**What is expected:** Please reproduce the stretch of the PriceScope page from "Skip to content" through "and interactive frontend.", word for word.

**Page:**
Skip to content

Technocrat-dev/Marketplace-Price-Prediction

Repository files navigation

PriceScope

CI Python 3.11 PyTorch FastAPI License: MIT

A production-grade multimodal deep learning system that predicts marketplace product prices from text, categorical features, and item metadata. Built end-to-end: from raw data ingestion and model training to a served REST API and interactive frontend.

Trained on 1.48 million Mercari product listings, achieving 0.430 RMSLE on held-out test data with a model that fuses bidirectional LSTMs (with optional self-attention) for text understanding and learned categorical embeddings for structured features.


Table of Contents


Screenshots

Prediction Form -- Enter product details and get an instant price estimate with confidence range.

Prediction Form

Model Dashboard -- Live training metrics, loss curves, and recent prediction history.

Model Dashboard

Explore Products -- Browse the catalog with category/brand analytics and full-text search.

Explore Products


Architecture

The model jointly encodes product names, descriptions, and structured metadata through three parallel branches, then fuses them for price regression.

Input Layer
------------------------------------------------------------
  Product Name          Description           Structured Features
  (tokenized)           (tokenized)           brand, category (x3),
                                              condition, shipping
       |                     |                       |
       v                     v                       v
  +-----------+        +-----------+          +-------------+
  |  Embedding |        |  Embedding |          | 5 Embedding |
  |  (64-dim)  |        |  (64-dim)  |          |  Layers     |
  +-----------+        +-----------+          +------+------+
       |                     |                       |
       v                     v                       v
  +-----------+        +-----------+          +-------------+
  |  BiLSTM   |        |  BiLSTM   |          |    Dense    |
  |  (128-d)  |        |  (128-d)  |          |   + BN +    |
  |  2 layers |        |  2 layers |          |   Dropout   |
  +-----------+        +-----------+          +------+------+
       |                     |                       |
       v                     v                       |
  [Optional]           [Optional]                    |
  Attention            Attention                     |
       |                     |                       |
       +---------------------+-----------------------+
                             |
                      Concatenation (576-d)

**Dataset entries:**
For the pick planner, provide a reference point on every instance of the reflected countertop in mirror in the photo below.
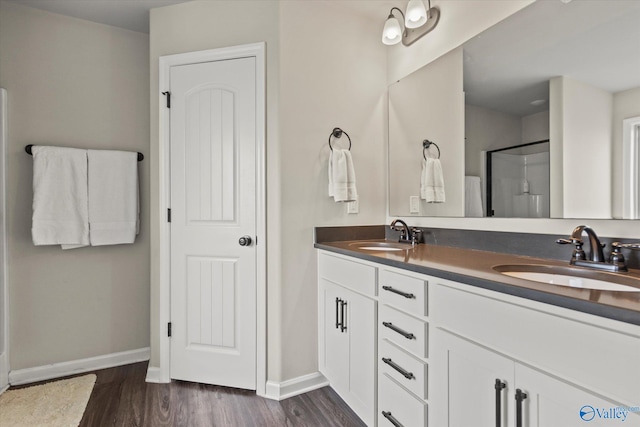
(564, 72)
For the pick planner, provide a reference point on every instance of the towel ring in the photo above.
(337, 133)
(426, 144)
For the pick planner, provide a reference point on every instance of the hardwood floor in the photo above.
(121, 397)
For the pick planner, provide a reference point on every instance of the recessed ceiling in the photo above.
(129, 14)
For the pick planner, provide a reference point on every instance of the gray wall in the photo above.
(73, 83)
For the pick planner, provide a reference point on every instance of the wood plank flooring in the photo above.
(121, 397)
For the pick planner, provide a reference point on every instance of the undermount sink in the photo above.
(381, 246)
(569, 276)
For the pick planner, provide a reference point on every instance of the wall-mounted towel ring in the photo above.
(426, 144)
(30, 146)
(337, 133)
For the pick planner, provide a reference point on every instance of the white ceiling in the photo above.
(129, 14)
(595, 42)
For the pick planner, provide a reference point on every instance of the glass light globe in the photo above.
(416, 14)
(392, 33)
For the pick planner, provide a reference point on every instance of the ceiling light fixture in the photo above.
(416, 22)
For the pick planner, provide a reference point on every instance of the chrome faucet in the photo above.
(407, 235)
(595, 247)
(596, 258)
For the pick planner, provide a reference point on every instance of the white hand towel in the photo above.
(113, 197)
(432, 181)
(342, 176)
(60, 206)
(472, 197)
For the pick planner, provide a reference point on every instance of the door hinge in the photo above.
(168, 95)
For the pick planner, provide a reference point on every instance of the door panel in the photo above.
(553, 402)
(213, 204)
(472, 372)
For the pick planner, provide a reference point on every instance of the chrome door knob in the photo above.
(245, 241)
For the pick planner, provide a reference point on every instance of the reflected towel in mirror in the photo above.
(432, 181)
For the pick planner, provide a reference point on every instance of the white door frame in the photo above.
(4, 285)
(256, 50)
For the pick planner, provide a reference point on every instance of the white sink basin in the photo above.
(565, 276)
(381, 246)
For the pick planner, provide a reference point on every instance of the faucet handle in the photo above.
(617, 245)
(578, 252)
(572, 241)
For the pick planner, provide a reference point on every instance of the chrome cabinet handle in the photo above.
(343, 310)
(407, 335)
(520, 396)
(395, 291)
(499, 386)
(245, 241)
(408, 375)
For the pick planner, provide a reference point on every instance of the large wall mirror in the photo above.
(533, 106)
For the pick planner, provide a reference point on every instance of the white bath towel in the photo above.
(472, 197)
(342, 176)
(60, 205)
(432, 181)
(113, 197)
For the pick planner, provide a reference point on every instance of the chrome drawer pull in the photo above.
(395, 291)
(408, 375)
(391, 419)
(407, 335)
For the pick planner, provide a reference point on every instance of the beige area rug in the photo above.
(59, 403)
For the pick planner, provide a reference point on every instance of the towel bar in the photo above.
(337, 133)
(28, 150)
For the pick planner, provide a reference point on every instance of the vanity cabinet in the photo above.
(408, 349)
(347, 331)
(489, 389)
(534, 369)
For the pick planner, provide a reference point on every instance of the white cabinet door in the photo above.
(348, 347)
(361, 327)
(335, 345)
(552, 402)
(470, 384)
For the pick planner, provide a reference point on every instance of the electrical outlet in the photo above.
(353, 207)
(414, 204)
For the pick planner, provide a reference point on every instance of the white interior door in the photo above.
(213, 205)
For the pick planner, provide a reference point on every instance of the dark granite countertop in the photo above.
(475, 268)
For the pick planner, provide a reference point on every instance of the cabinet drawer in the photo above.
(402, 291)
(350, 274)
(396, 402)
(403, 330)
(405, 369)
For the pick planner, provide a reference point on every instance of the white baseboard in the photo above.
(283, 390)
(57, 370)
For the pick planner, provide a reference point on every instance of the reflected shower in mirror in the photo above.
(568, 73)
(518, 181)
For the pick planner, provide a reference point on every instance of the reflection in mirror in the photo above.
(563, 72)
(518, 181)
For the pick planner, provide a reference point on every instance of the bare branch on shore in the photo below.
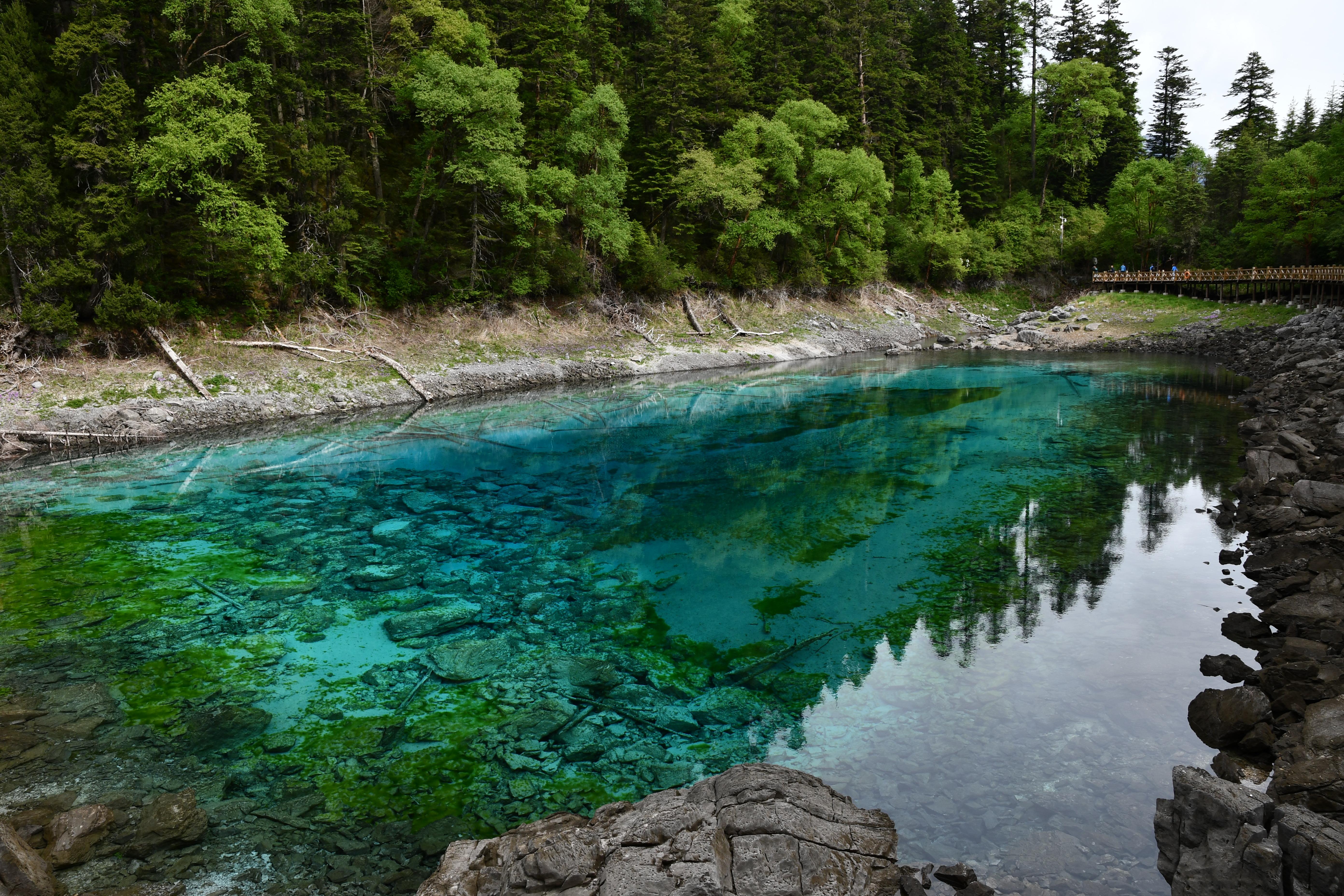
(177, 361)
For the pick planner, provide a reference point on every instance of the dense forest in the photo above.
(177, 158)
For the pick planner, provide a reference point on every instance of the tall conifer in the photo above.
(1174, 95)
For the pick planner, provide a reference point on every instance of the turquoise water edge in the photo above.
(966, 590)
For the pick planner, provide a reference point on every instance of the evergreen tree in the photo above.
(947, 77)
(1175, 93)
(1252, 115)
(1038, 31)
(1116, 50)
(978, 176)
(1300, 128)
(1076, 33)
(998, 41)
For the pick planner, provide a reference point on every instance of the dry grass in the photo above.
(429, 342)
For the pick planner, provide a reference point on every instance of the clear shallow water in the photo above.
(966, 590)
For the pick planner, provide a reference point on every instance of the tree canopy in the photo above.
(166, 158)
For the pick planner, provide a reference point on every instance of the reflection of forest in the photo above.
(804, 484)
(1054, 542)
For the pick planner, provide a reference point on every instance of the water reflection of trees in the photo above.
(822, 475)
(1054, 543)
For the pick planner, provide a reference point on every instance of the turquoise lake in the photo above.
(968, 589)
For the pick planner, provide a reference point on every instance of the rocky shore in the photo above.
(1272, 821)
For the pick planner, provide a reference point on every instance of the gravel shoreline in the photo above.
(148, 420)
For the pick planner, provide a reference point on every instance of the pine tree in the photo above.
(1252, 113)
(1300, 127)
(1076, 34)
(1175, 93)
(998, 41)
(948, 88)
(976, 171)
(1123, 135)
(1038, 31)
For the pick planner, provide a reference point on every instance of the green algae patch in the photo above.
(156, 692)
(118, 567)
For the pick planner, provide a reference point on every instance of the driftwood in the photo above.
(218, 594)
(177, 361)
(414, 691)
(627, 714)
(310, 350)
(748, 673)
(690, 316)
(406, 375)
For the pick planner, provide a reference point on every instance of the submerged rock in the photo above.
(433, 621)
(171, 820)
(1224, 718)
(75, 833)
(755, 829)
(217, 727)
(468, 660)
(23, 872)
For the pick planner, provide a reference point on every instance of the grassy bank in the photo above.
(103, 371)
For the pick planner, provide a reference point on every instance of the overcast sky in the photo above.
(1299, 40)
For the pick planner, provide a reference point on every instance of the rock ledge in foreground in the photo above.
(755, 829)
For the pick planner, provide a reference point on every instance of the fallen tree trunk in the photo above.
(406, 375)
(311, 351)
(177, 361)
(690, 316)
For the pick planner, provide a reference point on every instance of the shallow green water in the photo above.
(966, 590)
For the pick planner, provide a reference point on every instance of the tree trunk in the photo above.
(14, 264)
(476, 230)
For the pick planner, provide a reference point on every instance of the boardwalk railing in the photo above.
(1312, 284)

**Task answer:**
Skip to content

Technocrat-dev/Marketplace-Price-Prediction

Repository files navigation

PriceScope

CI Python 3.11 PyTorch FastAPI License: MIT

A production-grade multimodal deep learning system that predicts marketplace product prices from text, categorical features, and item metadata. Built end-to-end: from raw data ingestion and model training to a served REST API and interactive frontend.